[Records from a collection]
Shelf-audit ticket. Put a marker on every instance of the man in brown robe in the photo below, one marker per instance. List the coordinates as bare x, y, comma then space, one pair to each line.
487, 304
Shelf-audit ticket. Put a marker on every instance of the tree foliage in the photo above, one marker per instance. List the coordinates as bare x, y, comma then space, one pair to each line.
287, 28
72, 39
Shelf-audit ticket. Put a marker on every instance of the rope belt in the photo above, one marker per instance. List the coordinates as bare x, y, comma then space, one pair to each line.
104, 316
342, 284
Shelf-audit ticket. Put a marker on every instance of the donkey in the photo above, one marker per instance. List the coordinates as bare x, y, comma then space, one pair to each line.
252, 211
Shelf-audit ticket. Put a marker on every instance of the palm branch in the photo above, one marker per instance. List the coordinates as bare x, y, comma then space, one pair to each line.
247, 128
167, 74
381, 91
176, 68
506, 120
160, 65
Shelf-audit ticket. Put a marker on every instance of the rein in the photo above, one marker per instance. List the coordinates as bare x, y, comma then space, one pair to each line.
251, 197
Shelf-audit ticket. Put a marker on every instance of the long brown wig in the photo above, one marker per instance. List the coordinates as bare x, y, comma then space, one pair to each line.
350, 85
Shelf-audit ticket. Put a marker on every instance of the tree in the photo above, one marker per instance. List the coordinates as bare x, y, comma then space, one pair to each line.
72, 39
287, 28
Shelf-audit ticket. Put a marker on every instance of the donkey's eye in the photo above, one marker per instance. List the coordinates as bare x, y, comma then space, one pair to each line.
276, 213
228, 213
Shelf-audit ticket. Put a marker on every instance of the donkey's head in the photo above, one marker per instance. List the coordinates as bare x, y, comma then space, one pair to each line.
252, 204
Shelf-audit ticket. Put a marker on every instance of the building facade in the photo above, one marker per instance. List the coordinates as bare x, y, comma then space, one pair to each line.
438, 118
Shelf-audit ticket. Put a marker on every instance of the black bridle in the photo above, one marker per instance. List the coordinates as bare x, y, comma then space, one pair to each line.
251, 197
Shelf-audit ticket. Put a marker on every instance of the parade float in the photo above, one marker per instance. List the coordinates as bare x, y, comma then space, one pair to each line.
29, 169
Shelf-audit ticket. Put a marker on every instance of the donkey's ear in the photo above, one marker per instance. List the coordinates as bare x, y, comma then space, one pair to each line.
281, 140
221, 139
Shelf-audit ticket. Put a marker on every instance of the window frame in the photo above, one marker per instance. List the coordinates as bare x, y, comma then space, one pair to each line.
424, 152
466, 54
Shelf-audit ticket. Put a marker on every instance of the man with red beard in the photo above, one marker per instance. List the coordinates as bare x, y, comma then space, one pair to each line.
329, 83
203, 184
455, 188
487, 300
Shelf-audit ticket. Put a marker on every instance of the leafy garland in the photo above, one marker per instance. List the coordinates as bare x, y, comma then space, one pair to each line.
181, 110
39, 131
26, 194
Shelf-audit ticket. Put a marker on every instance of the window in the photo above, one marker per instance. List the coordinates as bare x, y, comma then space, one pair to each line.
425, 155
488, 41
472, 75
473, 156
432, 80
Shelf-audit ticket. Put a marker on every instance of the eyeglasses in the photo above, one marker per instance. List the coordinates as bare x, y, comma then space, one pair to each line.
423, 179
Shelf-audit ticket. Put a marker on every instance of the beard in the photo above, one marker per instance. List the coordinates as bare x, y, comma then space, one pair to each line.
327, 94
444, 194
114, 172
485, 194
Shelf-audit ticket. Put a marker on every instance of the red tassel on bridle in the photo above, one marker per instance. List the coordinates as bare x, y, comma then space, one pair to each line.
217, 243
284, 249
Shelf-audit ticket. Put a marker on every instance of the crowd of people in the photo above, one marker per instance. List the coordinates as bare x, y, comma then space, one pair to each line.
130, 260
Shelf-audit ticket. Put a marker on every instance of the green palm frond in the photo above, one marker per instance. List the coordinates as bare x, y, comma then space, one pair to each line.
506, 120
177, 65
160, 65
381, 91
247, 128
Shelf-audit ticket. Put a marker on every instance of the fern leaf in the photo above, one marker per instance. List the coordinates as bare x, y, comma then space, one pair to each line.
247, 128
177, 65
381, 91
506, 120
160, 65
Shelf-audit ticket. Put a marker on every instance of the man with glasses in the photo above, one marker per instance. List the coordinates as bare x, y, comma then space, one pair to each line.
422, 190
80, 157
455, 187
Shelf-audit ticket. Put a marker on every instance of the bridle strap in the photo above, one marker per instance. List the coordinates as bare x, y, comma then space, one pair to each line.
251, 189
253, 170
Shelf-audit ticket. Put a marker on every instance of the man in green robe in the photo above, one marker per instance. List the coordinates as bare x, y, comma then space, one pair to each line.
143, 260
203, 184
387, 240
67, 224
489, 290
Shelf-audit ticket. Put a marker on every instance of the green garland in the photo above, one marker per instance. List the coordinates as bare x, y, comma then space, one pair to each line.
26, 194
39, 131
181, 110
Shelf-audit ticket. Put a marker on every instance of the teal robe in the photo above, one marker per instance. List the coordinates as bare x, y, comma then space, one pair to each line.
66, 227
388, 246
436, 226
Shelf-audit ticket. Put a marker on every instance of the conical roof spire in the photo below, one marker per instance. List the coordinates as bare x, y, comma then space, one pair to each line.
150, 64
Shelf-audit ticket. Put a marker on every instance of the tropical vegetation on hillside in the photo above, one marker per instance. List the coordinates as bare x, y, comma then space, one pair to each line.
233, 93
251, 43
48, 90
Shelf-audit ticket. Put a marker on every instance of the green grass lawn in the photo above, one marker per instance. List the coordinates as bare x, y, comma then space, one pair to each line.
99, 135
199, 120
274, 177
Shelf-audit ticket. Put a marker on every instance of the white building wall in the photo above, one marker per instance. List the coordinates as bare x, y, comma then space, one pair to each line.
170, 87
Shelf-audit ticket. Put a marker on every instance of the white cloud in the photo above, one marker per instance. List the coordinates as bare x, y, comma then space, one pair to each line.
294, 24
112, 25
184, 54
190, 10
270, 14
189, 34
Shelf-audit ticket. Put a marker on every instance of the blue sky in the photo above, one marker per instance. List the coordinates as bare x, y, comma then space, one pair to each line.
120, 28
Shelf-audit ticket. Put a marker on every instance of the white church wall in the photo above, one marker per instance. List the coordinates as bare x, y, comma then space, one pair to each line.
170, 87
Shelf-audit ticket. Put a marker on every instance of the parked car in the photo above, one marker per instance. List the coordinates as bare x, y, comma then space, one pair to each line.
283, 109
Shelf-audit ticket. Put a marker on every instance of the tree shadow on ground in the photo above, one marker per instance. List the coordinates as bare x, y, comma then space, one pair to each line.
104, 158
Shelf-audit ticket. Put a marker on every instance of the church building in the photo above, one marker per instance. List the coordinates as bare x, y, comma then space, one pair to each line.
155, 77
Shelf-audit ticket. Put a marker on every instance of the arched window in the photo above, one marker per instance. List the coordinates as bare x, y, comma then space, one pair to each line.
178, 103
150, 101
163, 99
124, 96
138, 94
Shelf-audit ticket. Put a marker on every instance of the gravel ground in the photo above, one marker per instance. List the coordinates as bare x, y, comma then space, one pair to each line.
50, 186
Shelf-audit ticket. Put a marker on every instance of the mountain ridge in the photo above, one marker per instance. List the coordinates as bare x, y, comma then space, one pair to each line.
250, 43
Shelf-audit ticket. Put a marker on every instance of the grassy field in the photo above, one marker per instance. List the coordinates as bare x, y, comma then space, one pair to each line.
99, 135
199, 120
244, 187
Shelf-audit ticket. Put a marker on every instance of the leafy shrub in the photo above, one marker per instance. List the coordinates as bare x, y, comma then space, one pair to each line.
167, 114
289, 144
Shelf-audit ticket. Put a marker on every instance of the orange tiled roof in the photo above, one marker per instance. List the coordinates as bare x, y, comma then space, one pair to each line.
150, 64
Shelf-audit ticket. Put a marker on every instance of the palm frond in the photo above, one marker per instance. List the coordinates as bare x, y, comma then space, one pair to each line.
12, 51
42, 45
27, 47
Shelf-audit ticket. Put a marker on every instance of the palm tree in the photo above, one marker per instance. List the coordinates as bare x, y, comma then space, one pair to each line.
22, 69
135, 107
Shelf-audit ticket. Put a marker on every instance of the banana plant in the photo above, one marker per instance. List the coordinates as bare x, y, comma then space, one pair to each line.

What needs to be done »
A verbatim transcription is required of the lines from the one with "the palm tree" through the final line of the entries above, and of nothing else.

Worked solution »
Shelf-audit ticket. Put a marker on every instance of the palm tree in the photo above, one marker per instance. List the coordinates as bare x, y, comma then space, one pair to each line.
22, 69
135, 107
Shelf-audit ticket. Put a marker on every instance of the banana plant in the photo above, one marker per instance. List the coordinates as bare x, y, comma then space, one pair to each line.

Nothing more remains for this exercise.